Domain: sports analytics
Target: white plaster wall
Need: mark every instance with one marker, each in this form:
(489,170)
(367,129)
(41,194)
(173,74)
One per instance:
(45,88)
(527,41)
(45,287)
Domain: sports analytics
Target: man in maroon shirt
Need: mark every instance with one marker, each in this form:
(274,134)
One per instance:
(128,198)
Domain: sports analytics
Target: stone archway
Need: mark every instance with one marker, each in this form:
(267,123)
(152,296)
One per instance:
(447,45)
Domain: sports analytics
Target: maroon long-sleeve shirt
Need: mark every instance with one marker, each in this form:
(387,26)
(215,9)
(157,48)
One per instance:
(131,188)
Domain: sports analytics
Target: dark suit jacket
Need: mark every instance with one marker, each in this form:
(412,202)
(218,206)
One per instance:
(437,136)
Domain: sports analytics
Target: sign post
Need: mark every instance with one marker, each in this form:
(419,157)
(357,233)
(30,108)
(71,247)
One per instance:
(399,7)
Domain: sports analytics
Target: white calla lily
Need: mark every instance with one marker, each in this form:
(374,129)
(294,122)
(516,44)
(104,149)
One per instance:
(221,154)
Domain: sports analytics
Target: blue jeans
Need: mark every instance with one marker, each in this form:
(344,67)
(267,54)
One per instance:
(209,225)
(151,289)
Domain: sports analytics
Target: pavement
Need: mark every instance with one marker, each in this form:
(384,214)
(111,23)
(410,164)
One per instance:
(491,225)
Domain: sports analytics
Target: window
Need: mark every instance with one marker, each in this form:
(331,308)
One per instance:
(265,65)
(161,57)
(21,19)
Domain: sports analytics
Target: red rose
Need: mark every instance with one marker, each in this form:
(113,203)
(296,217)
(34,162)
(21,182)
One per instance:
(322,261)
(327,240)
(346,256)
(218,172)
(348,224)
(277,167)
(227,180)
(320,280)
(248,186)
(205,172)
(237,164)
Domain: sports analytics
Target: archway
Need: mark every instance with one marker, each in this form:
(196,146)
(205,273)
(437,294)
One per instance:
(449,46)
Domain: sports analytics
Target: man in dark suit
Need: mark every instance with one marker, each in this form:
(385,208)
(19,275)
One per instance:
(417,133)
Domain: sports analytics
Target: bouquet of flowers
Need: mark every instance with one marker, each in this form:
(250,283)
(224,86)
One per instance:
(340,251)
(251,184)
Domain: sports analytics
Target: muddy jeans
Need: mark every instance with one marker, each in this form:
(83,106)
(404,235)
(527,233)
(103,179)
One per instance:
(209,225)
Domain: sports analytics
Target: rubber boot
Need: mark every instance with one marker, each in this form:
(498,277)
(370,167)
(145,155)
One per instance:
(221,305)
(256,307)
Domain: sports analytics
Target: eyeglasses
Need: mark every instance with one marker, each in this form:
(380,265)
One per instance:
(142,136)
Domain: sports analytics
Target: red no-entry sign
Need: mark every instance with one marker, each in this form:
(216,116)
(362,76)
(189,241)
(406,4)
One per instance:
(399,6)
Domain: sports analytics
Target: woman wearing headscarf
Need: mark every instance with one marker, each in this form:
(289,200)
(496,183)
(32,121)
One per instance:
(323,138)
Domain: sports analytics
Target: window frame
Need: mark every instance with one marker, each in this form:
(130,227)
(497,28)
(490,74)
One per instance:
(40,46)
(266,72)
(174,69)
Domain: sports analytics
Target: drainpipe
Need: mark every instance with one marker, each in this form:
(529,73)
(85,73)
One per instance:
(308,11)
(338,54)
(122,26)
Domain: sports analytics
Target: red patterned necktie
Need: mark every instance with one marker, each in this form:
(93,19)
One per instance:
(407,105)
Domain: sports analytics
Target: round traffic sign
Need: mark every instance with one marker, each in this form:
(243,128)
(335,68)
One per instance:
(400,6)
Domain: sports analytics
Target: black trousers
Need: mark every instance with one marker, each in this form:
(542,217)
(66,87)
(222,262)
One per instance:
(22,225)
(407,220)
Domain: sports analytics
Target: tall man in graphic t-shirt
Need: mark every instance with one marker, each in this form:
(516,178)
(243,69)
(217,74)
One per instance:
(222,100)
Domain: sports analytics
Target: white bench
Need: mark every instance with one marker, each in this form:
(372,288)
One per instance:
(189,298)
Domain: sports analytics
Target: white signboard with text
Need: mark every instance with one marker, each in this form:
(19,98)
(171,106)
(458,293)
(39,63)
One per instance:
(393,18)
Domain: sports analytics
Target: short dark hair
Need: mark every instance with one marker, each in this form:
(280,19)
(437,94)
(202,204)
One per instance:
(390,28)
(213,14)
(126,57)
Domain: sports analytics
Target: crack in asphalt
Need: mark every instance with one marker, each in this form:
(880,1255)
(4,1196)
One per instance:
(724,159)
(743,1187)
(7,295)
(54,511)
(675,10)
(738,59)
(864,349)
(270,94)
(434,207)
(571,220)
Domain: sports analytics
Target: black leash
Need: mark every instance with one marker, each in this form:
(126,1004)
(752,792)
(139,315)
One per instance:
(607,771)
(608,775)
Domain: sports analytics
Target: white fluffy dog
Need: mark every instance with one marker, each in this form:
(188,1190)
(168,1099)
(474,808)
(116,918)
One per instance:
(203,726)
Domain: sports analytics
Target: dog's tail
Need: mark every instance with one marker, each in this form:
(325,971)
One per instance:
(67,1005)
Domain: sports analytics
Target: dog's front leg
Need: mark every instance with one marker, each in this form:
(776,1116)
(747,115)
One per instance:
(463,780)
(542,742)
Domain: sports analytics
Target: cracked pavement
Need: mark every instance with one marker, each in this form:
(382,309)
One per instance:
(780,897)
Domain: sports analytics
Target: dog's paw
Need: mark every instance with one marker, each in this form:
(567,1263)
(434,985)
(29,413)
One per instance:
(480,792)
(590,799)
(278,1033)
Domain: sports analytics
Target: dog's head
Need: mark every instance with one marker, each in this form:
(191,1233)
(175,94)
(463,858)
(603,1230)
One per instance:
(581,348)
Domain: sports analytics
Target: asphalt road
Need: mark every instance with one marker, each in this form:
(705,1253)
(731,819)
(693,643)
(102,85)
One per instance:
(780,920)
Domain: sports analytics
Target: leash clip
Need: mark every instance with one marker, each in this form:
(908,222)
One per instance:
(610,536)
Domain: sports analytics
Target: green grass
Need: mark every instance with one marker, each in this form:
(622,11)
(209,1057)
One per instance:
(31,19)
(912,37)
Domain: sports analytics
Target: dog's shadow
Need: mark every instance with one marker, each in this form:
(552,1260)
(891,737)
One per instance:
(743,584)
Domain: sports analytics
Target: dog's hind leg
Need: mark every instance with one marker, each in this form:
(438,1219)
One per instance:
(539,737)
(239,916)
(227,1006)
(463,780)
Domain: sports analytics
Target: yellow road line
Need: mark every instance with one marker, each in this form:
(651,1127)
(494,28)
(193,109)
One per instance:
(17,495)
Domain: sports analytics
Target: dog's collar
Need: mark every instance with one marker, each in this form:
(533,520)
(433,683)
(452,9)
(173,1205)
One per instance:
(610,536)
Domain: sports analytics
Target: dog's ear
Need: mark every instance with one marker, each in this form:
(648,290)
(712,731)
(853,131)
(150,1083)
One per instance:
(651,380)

+--

Count the lines of the records that contain the word "jeans", treating uppercase and lowercase as different. Give only the number.

2